** begin Passage to read **
Perl takes a lot of memory when you just require a file

Discussion in 'Perl Misc' started by RJ, Feb 15, 2007.

  1. RJ

    RJ Guest

    I am decompiling some data from my C code which can be used by Perl
    programs later on. My Data structure is something like follows -

    struct tDs{
    char *tName;
    int *data;
    }

    struct DS{
    int index;
    char *rName;
    <list> tDs;
    }

    I am decompiling above data in a perl file (which I generate from C
    code) as follows

    <generated_file.pl>
    pass_data_from_perl_to_c (index1,rName,{"tName1" => "data1" , "tName2"
    => "data2"});


    The last argument in above function call is a hasg referemce to list
    of values associated with various objects of type tDs for index
    index1.

    First of all, if I just do a `require "<generated_file.pl>" ` it takes
    a lot of memory (around 4Mb for 2 Mb file even if I do just a return
    after entering pass_data_from_perl_to_c and populate no Data).
    If I do populate data in form of 3-D array is perl memory requirement
    is 5 times than expected.
    Can someone Please explain me why this is so and how I can avoid
    spending unnecessary memory taken by require.

    Waiting for a quick reply.
    -RJ
     
    RJ, Feb 15, 2007
    #1
    1. Advertising

  2. RJ

    -berlin.de Guest

    RJ <> wrote in comp.lang.perl.misc:
    > I am decompiling some data from my C code which can be used by Perl
    > programs later on. My Data structure is something like follows -
    >
    > struct tDs{
    > char *tName;
    > int *data;
    > }
    >
    > struct DS{
    > int index;
    > char *rName;
    > <list> tDs;
    > }


    What's to decompile? The lines above are (pseudo-) C code.

    > I am decompiling above data in a perl file (which I generate from C
    > code) as follows
    >
    > <generated_file.pl>
    > pass_data_from_perl_to_c (index1,rName,{"tName1" => "data1" , "tName2"
    > => "data2"});


    Does that mean the generated file contains the line "pass_data_...",
    or does it mean the "pass_data_..." function generates the file?

    > The last argument in above function call is a hasg referemce to list
    > of values associated with various objects of type tDs for index
    > index1.
** end Passage to read **
** begin Data **
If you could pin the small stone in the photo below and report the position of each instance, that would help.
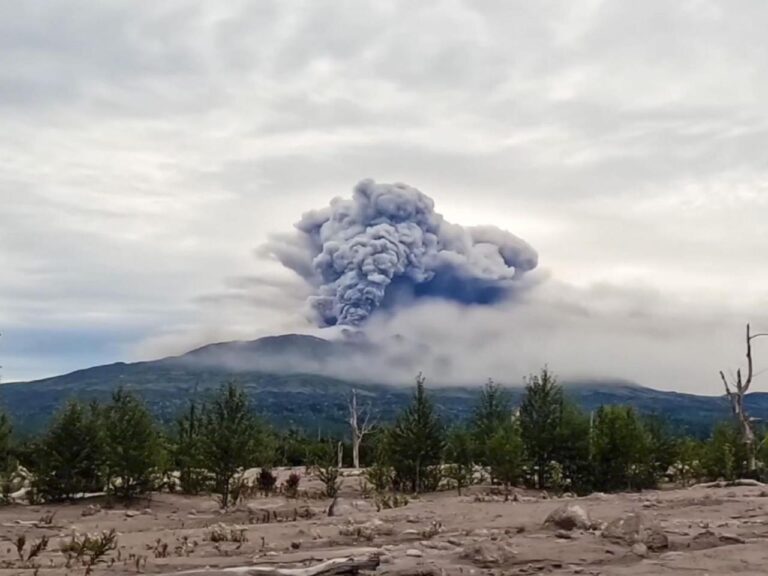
(569, 517)
(413, 553)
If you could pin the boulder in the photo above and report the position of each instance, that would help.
(569, 517)
(633, 528)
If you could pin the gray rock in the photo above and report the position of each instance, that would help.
(569, 517)
(633, 528)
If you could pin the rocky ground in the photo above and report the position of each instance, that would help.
(683, 531)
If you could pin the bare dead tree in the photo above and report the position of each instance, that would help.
(736, 394)
(360, 423)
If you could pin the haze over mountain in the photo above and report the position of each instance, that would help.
(288, 379)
** end Data **
**Required actions:**
[a] From the Perl memory thread, render this sentence in Spanish: "The lines above are (pseudo-) C code."
[b] Carry on the Perl memory thread from the point where it stops.
The data has no connection to the Perl memory thread.

**Task answers:**
[a] Las líneas anteriores son código (pseudo-) C.

[b]
    A hash reference isn't a list.

    > First of all, if I just do a `require "<generated_file.pl>" ` it takes
    > a lot of memory (around 4Mb for 2 Mb file even if I do just a return
    > after entering pass_data_from_perl_to_c and populate no Data).
    > If I do populate data in form of 3-D array is perl memory requirement
    > is 5 times than expected.


    Perl often takes more memory than expected. Adjust your expectations.

    > Can someone Please explain me why this is so and how I can avoid
    > spending unnecessary memory taken by require.


    Since we have not the slightest idea what the generated file contains,
    there's no way we can explain its behavior.

    > Waiting for a quick reply.


    Quick? You're talking to unpaid volunteers.

    Anno
     
    -berlin.de, Feb 16, 2007
    #2
    1. Advertising

  3. RJ

    RJ Guest

    On Feb 16, 4:38 pm, -berlin.de wrote:
    > RJ <> wrote in comp.lang.perl.misc:
    >
    > > I am decompiling some data from my C code which can be used by Perl
    > > programs later on. My Data structure is something like follows -

    >
    > > struct tDs{
    > > char *tName;
    > > int *data;
    > > }

    >
    > > struct DS{
    > > int index;
    > > char *rName;
    > > <list> tDs;
    > > }

    >
    > What's to decompile? The lines above are (pseudo-) C code.
    >

    I generate a lot of Data from C code. Later I have an GUI interface
    written in TK/perl from where I need to access the Data generated
    previously. One way was to write data in Ascii format and then do a
    parsing in perl. I have followed a different approach.
    'pass_data_from_perl_to_c' is basically a function implemented in
    perl. When, I do a 'require <generated_file.pl>' from perl code, this
    function gets called and then I populate the data (index1,rName,...)
    passed to this function in perl Data structures. So actually these are
    the arguments passed to function pass_data_from_perl_to_c.
    > > I am decompiling above data in a perl file (which I generate from C
    > > code) as follows

    >
    > > <generated_file.pl>
    > > pass_data_from_perl_to_c (index1,rName,{"tName1" => "data1" , "tName2"
    > > => "data2"});

    >
    > Does that mean the generated file contains the line "pass_data_...",
    > or does it mean the "pass_data_..." function generates the file?
    >

    I think I have explained it above
    > > The last argument in above function call is a hasg referemce to list
    > > of values associated with various objects of type tDs for index
    > > index1.

    >
    > A hash reference isn't a list.

    I mean here that keys of hash corresponds to the list of values which
    I had in my C code.
    >
    > > First of all, if I just do a `require "<generated_file.pl>" ` it takes
    > > a lot of memory (around 4Mb for 2 Mb file even if I do just a return
    > > after entering pass_data_from_perl_to_c and populate no Data).
    > > If I do populate data in form of 3-D array is perl memory requirement
    > > is 5 times than expected.

    >
    > Perl often takes more memory than expected. Adjust your expectations.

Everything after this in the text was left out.